• **Things to do**:
**A)** Before reviewing the records, list every person mentioned by name in the excerpt about the song "Mary Says."
**B)** Pick up the excerpt about the song "Mary Says" after its final sentence and carry it forward.

• **Excerpt to read**:
His own father, Robert, passed away last August aged 96 and his sister Cleo also passed two months later. There is one song on the album that will always remind him of both of them. It’s called Mary Says and sadly it is not an update on Mary of The Fourth Form, the Rat’s hit from 1978. The Mary in that song was one Mary Preece who went on to be Bertie Ahern’s PA. “The odd thing about that song is that I played it to my dad because I always did play my albums to him and he said, yeah not bad and Cleo said “you sound nice for a change. That’s my favourite one.” And of course there’s a line on that song that says “everybody’s always saying goodbye.” When I sing it or hear it it makes me think of Dad and Cleo.”

[Stored dataset items]

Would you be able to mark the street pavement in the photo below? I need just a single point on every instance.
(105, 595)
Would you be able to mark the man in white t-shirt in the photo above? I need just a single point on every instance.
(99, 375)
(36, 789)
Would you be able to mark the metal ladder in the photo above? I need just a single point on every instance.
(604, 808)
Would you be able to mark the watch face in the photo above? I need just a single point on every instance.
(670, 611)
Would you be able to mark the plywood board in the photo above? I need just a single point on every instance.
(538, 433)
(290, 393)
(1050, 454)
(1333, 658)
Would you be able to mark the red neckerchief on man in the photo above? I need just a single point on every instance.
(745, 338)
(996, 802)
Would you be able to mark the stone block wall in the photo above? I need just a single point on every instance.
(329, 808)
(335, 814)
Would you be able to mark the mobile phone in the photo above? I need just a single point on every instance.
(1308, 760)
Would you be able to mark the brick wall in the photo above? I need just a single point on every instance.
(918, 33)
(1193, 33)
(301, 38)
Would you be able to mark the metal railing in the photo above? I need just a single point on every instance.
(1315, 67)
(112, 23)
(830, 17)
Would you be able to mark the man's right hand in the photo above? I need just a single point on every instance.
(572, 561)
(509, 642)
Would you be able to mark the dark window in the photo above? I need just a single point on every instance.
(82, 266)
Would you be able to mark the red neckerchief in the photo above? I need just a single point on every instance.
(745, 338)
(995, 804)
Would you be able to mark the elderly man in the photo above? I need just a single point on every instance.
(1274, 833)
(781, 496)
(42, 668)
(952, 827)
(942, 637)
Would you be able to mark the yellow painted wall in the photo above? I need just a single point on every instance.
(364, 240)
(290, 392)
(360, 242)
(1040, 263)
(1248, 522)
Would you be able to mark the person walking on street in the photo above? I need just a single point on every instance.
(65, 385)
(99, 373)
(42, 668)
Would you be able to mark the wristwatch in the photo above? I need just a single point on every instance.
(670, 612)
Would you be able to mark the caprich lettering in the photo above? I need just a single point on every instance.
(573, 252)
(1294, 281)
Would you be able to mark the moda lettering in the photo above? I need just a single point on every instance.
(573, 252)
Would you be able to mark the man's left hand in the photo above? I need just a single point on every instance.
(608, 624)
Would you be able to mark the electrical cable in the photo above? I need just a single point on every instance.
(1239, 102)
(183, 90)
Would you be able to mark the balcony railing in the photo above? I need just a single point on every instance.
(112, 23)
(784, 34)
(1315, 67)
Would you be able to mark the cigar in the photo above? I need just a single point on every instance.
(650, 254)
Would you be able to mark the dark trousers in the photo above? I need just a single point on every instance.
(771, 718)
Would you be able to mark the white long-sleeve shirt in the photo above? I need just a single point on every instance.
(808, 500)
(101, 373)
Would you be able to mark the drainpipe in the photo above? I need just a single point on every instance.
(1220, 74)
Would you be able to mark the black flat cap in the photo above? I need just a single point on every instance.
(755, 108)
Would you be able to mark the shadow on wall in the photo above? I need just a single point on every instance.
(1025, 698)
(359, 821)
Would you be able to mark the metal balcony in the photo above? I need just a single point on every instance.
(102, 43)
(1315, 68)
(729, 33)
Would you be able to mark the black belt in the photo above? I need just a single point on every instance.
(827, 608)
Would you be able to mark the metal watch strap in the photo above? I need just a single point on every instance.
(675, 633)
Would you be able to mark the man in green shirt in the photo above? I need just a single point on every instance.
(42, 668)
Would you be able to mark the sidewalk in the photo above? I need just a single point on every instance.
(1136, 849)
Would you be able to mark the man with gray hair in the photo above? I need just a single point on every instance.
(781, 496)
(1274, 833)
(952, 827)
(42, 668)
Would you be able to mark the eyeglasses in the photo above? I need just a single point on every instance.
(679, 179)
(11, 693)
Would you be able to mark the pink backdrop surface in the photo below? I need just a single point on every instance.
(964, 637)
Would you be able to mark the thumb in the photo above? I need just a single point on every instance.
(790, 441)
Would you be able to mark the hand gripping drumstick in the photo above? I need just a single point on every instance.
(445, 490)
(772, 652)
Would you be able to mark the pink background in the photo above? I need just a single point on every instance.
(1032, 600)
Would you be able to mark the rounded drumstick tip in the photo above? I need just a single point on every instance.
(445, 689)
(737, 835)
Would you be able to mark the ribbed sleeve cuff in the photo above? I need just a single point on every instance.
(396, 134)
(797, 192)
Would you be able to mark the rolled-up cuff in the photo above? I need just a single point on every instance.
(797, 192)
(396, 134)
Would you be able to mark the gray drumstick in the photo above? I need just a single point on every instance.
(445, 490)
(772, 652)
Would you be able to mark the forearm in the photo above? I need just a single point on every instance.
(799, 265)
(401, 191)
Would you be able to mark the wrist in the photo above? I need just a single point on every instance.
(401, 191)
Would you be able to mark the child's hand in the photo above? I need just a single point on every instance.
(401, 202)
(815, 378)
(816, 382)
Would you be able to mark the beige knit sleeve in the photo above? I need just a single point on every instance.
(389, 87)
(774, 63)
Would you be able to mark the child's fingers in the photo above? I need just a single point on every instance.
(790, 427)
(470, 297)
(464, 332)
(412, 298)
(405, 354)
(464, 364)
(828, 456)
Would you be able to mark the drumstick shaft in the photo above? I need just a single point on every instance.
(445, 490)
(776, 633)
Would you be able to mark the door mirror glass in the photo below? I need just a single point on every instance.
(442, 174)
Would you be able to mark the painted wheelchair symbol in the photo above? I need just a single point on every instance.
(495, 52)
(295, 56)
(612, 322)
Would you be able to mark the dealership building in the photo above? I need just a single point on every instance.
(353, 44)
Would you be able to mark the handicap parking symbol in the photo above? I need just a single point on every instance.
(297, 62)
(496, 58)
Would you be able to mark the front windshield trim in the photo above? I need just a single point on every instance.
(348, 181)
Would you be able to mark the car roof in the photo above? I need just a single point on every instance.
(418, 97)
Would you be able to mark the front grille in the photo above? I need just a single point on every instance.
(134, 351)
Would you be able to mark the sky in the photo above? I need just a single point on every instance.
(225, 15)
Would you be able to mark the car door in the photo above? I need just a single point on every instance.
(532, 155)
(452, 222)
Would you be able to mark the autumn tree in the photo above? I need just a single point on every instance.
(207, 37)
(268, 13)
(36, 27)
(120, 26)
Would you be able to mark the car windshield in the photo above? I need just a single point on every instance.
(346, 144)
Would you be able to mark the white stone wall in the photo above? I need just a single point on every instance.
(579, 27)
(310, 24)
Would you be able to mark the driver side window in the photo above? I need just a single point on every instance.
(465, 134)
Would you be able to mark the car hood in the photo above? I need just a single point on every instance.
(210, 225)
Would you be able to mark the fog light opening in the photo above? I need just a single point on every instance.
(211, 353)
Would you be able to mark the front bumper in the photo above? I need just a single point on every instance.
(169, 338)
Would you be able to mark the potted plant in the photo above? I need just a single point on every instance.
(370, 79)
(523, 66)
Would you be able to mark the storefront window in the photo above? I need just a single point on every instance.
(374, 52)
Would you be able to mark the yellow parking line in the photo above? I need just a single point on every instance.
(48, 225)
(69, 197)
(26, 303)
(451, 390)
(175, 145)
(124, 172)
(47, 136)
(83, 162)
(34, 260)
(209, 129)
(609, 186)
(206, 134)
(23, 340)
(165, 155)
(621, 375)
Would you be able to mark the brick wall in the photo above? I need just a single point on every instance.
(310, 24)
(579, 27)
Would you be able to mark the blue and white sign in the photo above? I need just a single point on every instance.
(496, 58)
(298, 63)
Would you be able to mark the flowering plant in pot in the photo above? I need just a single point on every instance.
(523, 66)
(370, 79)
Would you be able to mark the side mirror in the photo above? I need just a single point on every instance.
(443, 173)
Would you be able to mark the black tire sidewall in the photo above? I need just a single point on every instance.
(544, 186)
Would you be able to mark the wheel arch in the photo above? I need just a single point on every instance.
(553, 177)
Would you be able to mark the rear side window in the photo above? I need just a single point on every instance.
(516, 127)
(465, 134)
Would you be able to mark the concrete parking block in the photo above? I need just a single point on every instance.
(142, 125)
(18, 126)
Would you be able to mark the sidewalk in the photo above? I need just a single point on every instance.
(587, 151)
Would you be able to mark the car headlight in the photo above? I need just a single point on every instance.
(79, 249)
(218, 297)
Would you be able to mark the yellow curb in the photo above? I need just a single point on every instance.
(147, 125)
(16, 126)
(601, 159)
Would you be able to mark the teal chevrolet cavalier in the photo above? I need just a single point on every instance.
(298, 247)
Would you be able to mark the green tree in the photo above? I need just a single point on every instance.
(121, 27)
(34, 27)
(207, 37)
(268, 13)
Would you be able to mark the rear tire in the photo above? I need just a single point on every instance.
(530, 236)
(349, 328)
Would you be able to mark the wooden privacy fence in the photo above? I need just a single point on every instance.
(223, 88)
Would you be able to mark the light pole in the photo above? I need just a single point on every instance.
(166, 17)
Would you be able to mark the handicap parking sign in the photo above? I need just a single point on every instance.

• **Per-task answers**:
**A)** Robert, Cleo, Mary Preece, Bertie Ahern

**B)**
Before I go, and at the risk of my tape recorder blowing up, I ask Geldof just how much trouble Ireland is in. “We’re f***ed is the answer,” he says. “Ireland has been ruined by one of the most grotesque betrayals by a political and business class that I’ve ever seen but I believe the media are part of it because they failed to really say anything aside from a few columnists who were saying. One of the few benefits of age is that sometimes you’re proved right. There’s a song where I sing “the purple and the pinstripe” and that’s the businessman and the priest. They were up to it, they were up to it and they were so up to it over the past ten years of grotesque incompetence and unbelievable stupidity and a great deal of venality.”
“Here,” he suddnely says to a passing gentleman, who I guess is in his travelling party. “Can you change my flight tomorrow? Tell the boiler.” The boiler? I ask. Is this how you refer to Jeanne, this beautiful flower of French womanhood? “Yeah.” Geldof says and fixes me with a mischievous grin. So what does she call you? The grin turns to a fill blown laugh and he says, “Geezer.”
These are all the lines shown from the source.